[Stored data entries]
========
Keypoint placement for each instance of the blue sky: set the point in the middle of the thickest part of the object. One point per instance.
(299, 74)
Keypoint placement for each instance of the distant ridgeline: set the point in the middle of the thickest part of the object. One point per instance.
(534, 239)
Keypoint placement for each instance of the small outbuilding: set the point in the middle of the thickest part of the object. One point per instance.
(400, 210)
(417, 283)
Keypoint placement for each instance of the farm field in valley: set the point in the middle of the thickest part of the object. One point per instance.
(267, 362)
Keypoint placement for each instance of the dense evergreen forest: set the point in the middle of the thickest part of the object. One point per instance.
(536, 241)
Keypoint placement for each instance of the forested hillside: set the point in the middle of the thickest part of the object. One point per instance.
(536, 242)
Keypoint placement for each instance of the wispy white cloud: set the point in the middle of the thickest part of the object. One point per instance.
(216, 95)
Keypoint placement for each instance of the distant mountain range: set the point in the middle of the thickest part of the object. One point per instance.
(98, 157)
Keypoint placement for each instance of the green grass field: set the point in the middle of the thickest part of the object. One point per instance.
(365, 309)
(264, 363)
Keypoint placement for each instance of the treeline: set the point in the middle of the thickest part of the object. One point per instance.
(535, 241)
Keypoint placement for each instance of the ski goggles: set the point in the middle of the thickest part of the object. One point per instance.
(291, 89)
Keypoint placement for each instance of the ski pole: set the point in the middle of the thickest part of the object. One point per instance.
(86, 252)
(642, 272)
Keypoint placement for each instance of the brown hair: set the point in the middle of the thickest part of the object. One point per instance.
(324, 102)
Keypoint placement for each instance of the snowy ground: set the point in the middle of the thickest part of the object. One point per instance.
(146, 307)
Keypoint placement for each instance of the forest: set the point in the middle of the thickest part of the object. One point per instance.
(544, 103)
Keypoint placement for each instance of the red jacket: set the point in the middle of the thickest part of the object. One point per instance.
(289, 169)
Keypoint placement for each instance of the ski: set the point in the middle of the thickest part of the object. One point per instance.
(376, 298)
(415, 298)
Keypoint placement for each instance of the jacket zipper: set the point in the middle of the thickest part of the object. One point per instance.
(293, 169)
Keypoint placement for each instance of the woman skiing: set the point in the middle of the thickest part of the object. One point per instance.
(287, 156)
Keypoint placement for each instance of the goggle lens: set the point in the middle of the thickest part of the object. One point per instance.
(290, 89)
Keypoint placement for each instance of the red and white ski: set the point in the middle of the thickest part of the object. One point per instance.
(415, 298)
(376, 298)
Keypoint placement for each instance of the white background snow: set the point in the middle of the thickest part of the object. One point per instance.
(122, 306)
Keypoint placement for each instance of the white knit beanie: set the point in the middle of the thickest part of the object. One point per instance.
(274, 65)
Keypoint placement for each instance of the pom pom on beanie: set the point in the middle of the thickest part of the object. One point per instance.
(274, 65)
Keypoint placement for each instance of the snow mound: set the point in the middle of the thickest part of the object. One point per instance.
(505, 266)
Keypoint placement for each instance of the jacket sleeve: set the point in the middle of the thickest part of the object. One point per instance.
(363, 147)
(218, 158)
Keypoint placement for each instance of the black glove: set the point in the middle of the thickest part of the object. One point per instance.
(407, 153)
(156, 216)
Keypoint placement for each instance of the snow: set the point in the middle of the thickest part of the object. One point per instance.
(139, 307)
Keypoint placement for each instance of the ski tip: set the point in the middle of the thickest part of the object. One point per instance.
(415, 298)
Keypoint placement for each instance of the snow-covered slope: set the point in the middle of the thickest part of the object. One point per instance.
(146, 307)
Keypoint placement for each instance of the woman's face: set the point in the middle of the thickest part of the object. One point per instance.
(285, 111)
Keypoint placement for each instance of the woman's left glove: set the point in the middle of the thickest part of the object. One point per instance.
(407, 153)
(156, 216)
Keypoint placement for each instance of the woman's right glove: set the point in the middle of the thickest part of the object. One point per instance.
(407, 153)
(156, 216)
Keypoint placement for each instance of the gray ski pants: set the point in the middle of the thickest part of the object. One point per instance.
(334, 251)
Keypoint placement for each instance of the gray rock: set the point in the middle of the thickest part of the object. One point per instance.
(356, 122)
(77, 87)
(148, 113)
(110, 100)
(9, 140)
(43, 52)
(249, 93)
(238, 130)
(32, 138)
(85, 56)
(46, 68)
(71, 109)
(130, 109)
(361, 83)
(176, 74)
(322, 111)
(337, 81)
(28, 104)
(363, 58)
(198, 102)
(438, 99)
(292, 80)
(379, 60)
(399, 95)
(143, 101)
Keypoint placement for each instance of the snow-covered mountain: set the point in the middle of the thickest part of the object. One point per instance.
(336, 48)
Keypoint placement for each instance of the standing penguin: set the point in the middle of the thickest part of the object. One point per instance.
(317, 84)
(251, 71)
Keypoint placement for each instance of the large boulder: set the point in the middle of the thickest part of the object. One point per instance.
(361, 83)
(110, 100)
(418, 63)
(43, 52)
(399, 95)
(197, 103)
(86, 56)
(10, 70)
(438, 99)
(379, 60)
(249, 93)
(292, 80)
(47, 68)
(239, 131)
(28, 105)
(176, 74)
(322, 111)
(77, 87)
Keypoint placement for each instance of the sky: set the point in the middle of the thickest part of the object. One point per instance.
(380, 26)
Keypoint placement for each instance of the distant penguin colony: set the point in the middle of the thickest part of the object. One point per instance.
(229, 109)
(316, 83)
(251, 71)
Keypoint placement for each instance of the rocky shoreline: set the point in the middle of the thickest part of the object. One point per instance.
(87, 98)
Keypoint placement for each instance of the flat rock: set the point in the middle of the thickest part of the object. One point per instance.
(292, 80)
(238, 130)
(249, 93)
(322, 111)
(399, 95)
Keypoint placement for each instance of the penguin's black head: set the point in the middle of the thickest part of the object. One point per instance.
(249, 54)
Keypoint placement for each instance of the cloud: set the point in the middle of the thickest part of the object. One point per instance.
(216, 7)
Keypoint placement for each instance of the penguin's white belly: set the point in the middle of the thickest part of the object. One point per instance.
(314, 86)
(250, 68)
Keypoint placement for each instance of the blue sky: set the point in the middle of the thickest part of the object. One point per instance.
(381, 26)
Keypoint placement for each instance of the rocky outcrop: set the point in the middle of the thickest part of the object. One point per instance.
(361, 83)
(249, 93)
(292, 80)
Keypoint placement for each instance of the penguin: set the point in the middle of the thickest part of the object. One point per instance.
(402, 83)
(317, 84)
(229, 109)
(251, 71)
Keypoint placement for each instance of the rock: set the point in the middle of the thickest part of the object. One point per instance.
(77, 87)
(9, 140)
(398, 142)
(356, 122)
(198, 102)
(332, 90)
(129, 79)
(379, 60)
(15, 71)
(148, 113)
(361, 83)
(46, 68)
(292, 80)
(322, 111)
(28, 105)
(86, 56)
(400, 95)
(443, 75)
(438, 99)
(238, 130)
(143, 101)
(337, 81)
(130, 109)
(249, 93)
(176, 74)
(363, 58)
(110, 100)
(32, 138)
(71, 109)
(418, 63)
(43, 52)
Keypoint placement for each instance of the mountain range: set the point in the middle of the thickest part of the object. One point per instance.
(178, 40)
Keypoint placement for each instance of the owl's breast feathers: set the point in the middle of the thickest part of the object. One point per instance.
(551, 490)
========
# PROBLEM TO WORK ON
Exactly reproduce all of the entries.

# SOLUTION FOR THIS TASK
Keypoint placement for each instance of the blue sky: set the point in the middle of the thickest part of the object. One point per instance.
(299, 74)
Keypoint placement for each instance of the distant ridgeline: set the point in the middle of the thickest part of the object. One point per instance.
(534, 239)
Keypoint placement for each instance of the small outbuilding: set the point in the middle of the thickest part of the object. One point per instance.
(400, 210)
(417, 283)
Keypoint placement for each instance of the farm field in valley: set the point in the middle of the thickest part of the object. One point per instance.
(267, 362)
Keypoint placement for each instance of the dense evergreen forest: set the point in the middle of the thickest part of the object. One point per instance.
(536, 241)
Keypoint placement for each instance of the forested hillside: set the point in the middle of the thickest part of the object. One point per instance.
(536, 242)
Keypoint placement for each instance of the wispy white cloud: set the point in the middle of the thickest part of the object. One point per instance.
(216, 95)
Keypoint placement for each instance of the distant mountain range: set the point in the middle of the thickest part of the object. One point per instance.
(98, 157)
Keypoint placement for each instance of the green grass field: set the point in the middle of the thickest part of the object. One point per instance.
(365, 309)
(264, 363)
Keypoint placement for each instance of the treeline: set the point in the middle of the thickest part of the object. One point per instance.
(535, 241)
Keypoint placement for each instance of the ski goggles: set the point in the middle of the thickest part of the object. One point per instance.
(291, 89)
Keypoint placement for each instance of the ski pole: set the point in the middle of the thickest part of the object. One point per instance.
(86, 252)
(642, 272)
Keypoint placement for each instance of the brown hair: set the point in the middle of the thickest part of the object. One point per instance.
(324, 102)
Keypoint placement for each instance of the snowy ground: set the point in the middle of the thickest part of the object. One point per instance.
(146, 307)
Keypoint placement for each instance of the forest: set the point in the middle of the thickest part of the object. One point per instance.
(544, 103)
Keypoint placement for each instance of the red jacket: set the point in the middle of the thickest part of the object. One point per instance.
(289, 169)
Keypoint placement for each instance of the ski: set the point in the middle of the thickest part of the object. One point per instance.
(376, 298)
(415, 298)
Keypoint placement for each instance of the jacket zipper: set the point in the middle of the thickest part of the object. One point per instance.
(293, 169)
Keypoint placement for each instance of the woman skiing: set the point in the middle of the thickest part of the object. One point per instance.
(287, 156)
Keypoint placement for each instance of the goggle lens: set the point in the middle of the thickest part of the object. One point per instance.
(290, 89)
Keypoint placement for each instance of the red and white ski: set the point in the middle of the thickest part of the object. One point per instance.
(415, 298)
(376, 298)
Keypoint placement for each instance of the white background snow: set the point in the middle of the thickest part of the object. One point per instance.
(122, 306)
Keypoint placement for each instance of the white knit beanie: set the point in the middle of the thickest part of the object. One point per instance.
(274, 65)
Keypoint placement for each instance of the pom pom on beanie: set the point in the middle of the thickest part of the object. One point per instance.
(274, 65)
Keypoint placement for each instance of the snow mound: set the point in the middle of the thickest part of the object. One point per instance.
(505, 266)
Keypoint placement for each instance of the jacket sleeve: set the point in the middle of the thickest part of the object. One point per instance.
(363, 147)
(218, 158)
Keypoint placement for each instance of the black glove: set the point in the middle of the thickest part of the object. One point per instance.
(407, 153)
(156, 216)
Keypoint placement for each instance of the snow: set the point in the middle of the thickest part of the object. One point per instance.
(139, 307)
Keypoint placement for each instance of the ski tip: set the point in the middle of the thickest part of the object. One point per instance.
(415, 298)
Keypoint placement for each instance of the snow-covered slope: set the point in the middle of the thickest part of the object. One point per instance.
(146, 307)
Keypoint placement for each instance of the woman's face: set the point in the middle of the thickest part of the object. One point per instance.
(285, 111)
Keypoint placement for each instance of the woman's left glove: set the point in the middle of the thickest part of the object. One point per instance.
(407, 153)
(156, 216)
Keypoint placement for each instance of the woman's right glove: set the point in the middle of the thickest part of the object. One point per instance.
(407, 153)
(156, 216)
Keypoint placement for each instance of the gray ski pants: set the point in the middle of the thickest part of the object. One point per instance.
(334, 251)
Keypoint placement for each instance of the gray rock: set the point in the middle of the thickest part of the object. One point per instance.
(356, 122)
(77, 87)
(148, 113)
(110, 100)
(9, 140)
(43, 52)
(249, 93)
(238, 130)
(32, 138)
(85, 56)
(46, 68)
(71, 109)
(130, 109)
(361, 83)
(176, 74)
(322, 111)
(337, 81)
(28, 104)
(363, 58)
(198, 102)
(438, 99)
(292, 80)
(379, 60)
(399, 95)
(143, 101)
Keypoint placement for each instance of the snow-covered mountain: set the point in the middle of the thickest part of the object. One point per instance.
(336, 48)
Keypoint placement for each instance of the standing penguin: set the point in the middle of the thickest part of the object. One point per instance.
(317, 84)
(251, 71)
Keypoint placement for each instance of the large boulder: set the point in the middle of the thickest part of the object. One point per instance.
(361, 83)
(110, 100)
(418, 63)
(43, 52)
(399, 95)
(197, 103)
(86, 56)
(10, 70)
(438, 99)
(379, 60)
(249, 93)
(292, 80)
(47, 68)
(239, 131)
(28, 105)
(176, 74)
(322, 111)
(77, 87)
Keypoint placement for each instance of the sky: set the point in the middle of the thickest part of the object. One point per instance.
(380, 26)
Keypoint placement for each instance of the distant penguin colony: set the point in the middle of the thickest part of the object. One point per instance.
(229, 109)
(316, 83)
(251, 71)
Keypoint placement for each instance of the rocky shoreline: set the point in the middle of the thickest part of the object. One point per instance.
(87, 98)
Keypoint placement for each instance of the flat rock: set the point in the middle of the thickest part of the object. One point per instance.
(292, 80)
(238, 130)
(249, 93)
(322, 111)
(399, 95)
Keypoint placement for each instance of the penguin's black head: set the point in the middle of the thickest part of the object. One point per instance.
(249, 54)
Keypoint placement for each instance of the cloud: set the point in the middle of the thickest part of the object. One point per instance.
(216, 7)
Keypoint placement for each instance of the penguin's white belly: set the point in the middle of the thickest part of the object. One point per instance.
(314, 86)
(250, 68)
Keypoint placement for each instance of the blue sky: set the point in the middle of the thickest part of the object. One point per instance.
(381, 26)
Keypoint placement for each instance of the rocky outcrop: set the point in the middle of the thickest part of the object. One point per instance.
(361, 83)
(249, 93)
(292, 80)
Keypoint placement for each instance of the penguin: set the point in the middle of the thickest part of the object. One point per instance.
(402, 83)
(317, 84)
(229, 109)
(251, 71)
Keypoint placement for each instance of the rock: set the point in the middle of the thickest part of the object. One point per instance.
(77, 87)
(9, 140)
(398, 142)
(356, 122)
(198, 102)
(332, 90)
(129, 79)
(379, 60)
(15, 71)
(148, 113)
(361, 83)
(46, 68)
(292, 80)
(322, 111)
(28, 105)
(86, 56)
(400, 95)
(443, 75)
(438, 99)
(238, 130)
(143, 101)
(337, 81)
(130, 109)
(249, 93)
(176, 74)
(363, 58)
(110, 100)
(32, 138)
(71, 109)
(418, 63)
(43, 52)
Keypoint placement for each instance of the mountain range: set the point in the middle of the thickest part of the object. One point per instance.
(178, 40)
Keypoint placement for each instance of the owl's breast feathers: set the point in the middle of the thickest part of the object. One point per instance.
(551, 490)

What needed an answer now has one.